Extracted text.
□ □ □ □ □
A RECORD-SETTING sniffer dog was behind the seizure of almost 50,000 illegal cigarettes and 15kg of rolling tobacco stashed in a secret compartment in a Herefordshire shop.

Trading Standards busted a sophisticated operation – which used electro-magnets to help conceal a false wall panel – after being tipped off by ‘Phoebe’.

The rescue dog-turned-super sleuth is making quite a name for herself within the booming illicit cigarette industry, having last month sniffed out the biggest haul ever recorded in the UK – a Newport stash with a street value of around £500,000.

A billion-pound UK industry with links to organised crime, the goods seized in Herefordshire last month would have amounted to £17,000 in lost duty alone.

The packs – sold at around £5 less than legitimate cigarettes – are labelled with foreign packaging to make customers think they have been imported, or smuggled, into the country.

In reality they are simply fakes, containing unregulated, and sometimes toxic, substances.

While Herefordshire jailed its first cigarette fraudster for four months last year, the profits at stake are significant; newsagents can generate around £5,000 a week selling illicit packs.

Even charging £3 a pack will see shopkeepers clear £2 in profit – compared to around 25p a pack earned by legitimate sellers offloading packs at £7-£8.

For this reason Herefordshire’s Trading Standards Office has been pushing for stricter penalties that would give them the power to board up offending stores.

In November Nawzad Sherzad Said was jailed for selling cigarettes under the counter at the Instanbul Mini Market in Leominster, after being caught with 94, 000 of them.

However the property changed hands and Tim Thorne, Herefordshire’s prinicpal trading standards officer, said the new proprietors had since been busted for the same offence.

He said: “There is no deterrent – these people are making a fortune.

“It’s worth them risking a fine or a small jail term.

“The damage to the small honest retailer is severe.”

The damage to the taxpayer is equally painful; the UK industry is estimated at costing every worker the equivalent of £100 in tax every year to cover the money lost to cigarette fraudsters.

And the money at stake has meant those selling illegal cigarettes have developed increasingly covert methods to hide their stash.

“We knew they had illegal tobacco,” said Mr Thorne. “Because we knew they had been selling it.”

But an unsuccessful raid of the premises in February led to the team returning last month.
□ □ □ □ □
Phrase grounding data:
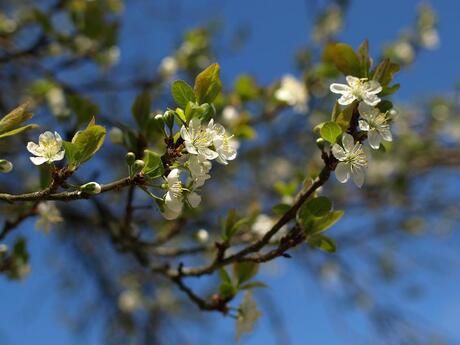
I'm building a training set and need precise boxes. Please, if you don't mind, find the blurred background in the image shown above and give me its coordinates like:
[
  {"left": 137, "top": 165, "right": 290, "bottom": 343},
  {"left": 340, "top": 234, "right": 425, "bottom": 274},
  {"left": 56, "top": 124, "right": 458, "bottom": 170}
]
[{"left": 0, "top": 0, "right": 460, "bottom": 345}]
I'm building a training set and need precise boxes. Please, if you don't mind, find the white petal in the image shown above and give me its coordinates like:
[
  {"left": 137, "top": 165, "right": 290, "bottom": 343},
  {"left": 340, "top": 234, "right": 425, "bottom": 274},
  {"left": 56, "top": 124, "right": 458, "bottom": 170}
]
[
  {"left": 366, "top": 80, "right": 382, "bottom": 95},
  {"left": 332, "top": 144, "right": 347, "bottom": 161},
  {"left": 345, "top": 75, "right": 361, "bottom": 87},
  {"left": 342, "top": 133, "right": 355, "bottom": 152},
  {"left": 351, "top": 166, "right": 364, "bottom": 188},
  {"left": 187, "top": 192, "right": 201, "bottom": 208},
  {"left": 27, "top": 141, "right": 42, "bottom": 156},
  {"left": 367, "top": 129, "right": 381, "bottom": 150},
  {"left": 52, "top": 150, "right": 65, "bottom": 162},
  {"left": 30, "top": 157, "right": 48, "bottom": 165},
  {"left": 335, "top": 162, "right": 350, "bottom": 183},
  {"left": 168, "top": 169, "right": 180, "bottom": 185},
  {"left": 380, "top": 127, "right": 393, "bottom": 141},
  {"left": 337, "top": 93, "right": 356, "bottom": 105},
  {"left": 363, "top": 93, "right": 381, "bottom": 107},
  {"left": 162, "top": 207, "right": 180, "bottom": 220},
  {"left": 198, "top": 148, "right": 219, "bottom": 160},
  {"left": 180, "top": 126, "right": 192, "bottom": 142},
  {"left": 329, "top": 83, "right": 351, "bottom": 95}
]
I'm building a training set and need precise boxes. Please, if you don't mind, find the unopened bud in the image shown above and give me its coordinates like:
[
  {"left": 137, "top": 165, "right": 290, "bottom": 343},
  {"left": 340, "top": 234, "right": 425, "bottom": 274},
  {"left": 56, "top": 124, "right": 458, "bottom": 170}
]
[
  {"left": 163, "top": 110, "right": 174, "bottom": 129},
  {"left": 0, "top": 159, "right": 13, "bottom": 173},
  {"left": 125, "top": 152, "right": 136, "bottom": 166},
  {"left": 80, "top": 182, "right": 101, "bottom": 194},
  {"left": 109, "top": 127, "right": 123, "bottom": 145}
]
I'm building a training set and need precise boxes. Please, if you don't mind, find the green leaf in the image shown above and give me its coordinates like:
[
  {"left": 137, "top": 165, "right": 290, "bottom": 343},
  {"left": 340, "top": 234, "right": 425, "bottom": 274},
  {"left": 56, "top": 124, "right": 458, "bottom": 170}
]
[
  {"left": 372, "top": 59, "right": 399, "bottom": 88},
  {"left": 142, "top": 150, "right": 164, "bottom": 178},
  {"left": 319, "top": 121, "right": 342, "bottom": 144},
  {"left": 233, "top": 262, "right": 259, "bottom": 286},
  {"left": 236, "top": 291, "right": 261, "bottom": 341},
  {"left": 308, "top": 234, "right": 337, "bottom": 253},
  {"left": 63, "top": 121, "right": 106, "bottom": 170},
  {"left": 335, "top": 101, "right": 358, "bottom": 132},
  {"left": 235, "top": 74, "right": 259, "bottom": 102},
  {"left": 302, "top": 196, "right": 332, "bottom": 217},
  {"left": 0, "top": 103, "right": 33, "bottom": 134},
  {"left": 194, "top": 63, "right": 222, "bottom": 104},
  {"left": 131, "top": 92, "right": 152, "bottom": 129},
  {"left": 171, "top": 80, "right": 196, "bottom": 108},
  {"left": 323, "top": 43, "right": 364, "bottom": 77},
  {"left": 0, "top": 124, "right": 39, "bottom": 139}
]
□ □ □ □ □
What you have to do. Rewrite the passage of the illicit cigarette article between "Even charging £3" and "000 of them.", inclusive, switching "stricter penalties" to "tougher penalties". The entries aren't needed for this.

Written answer.
Even charging £3 a pack will see shopkeepers clear £2 in profit – compared to around 25p a pack earned by legitimate sellers offloading packs at £7-£8.

For this reason Herefordshire’s Trading Standards Office has been pushing for tougher penalties that would give them the power to board up offending stores.

In November Nawzad Sherzad Said was jailed for selling cigarettes under the counter at the Instanbul Mini Market in Leominster, after being caught with 94, 000 of them.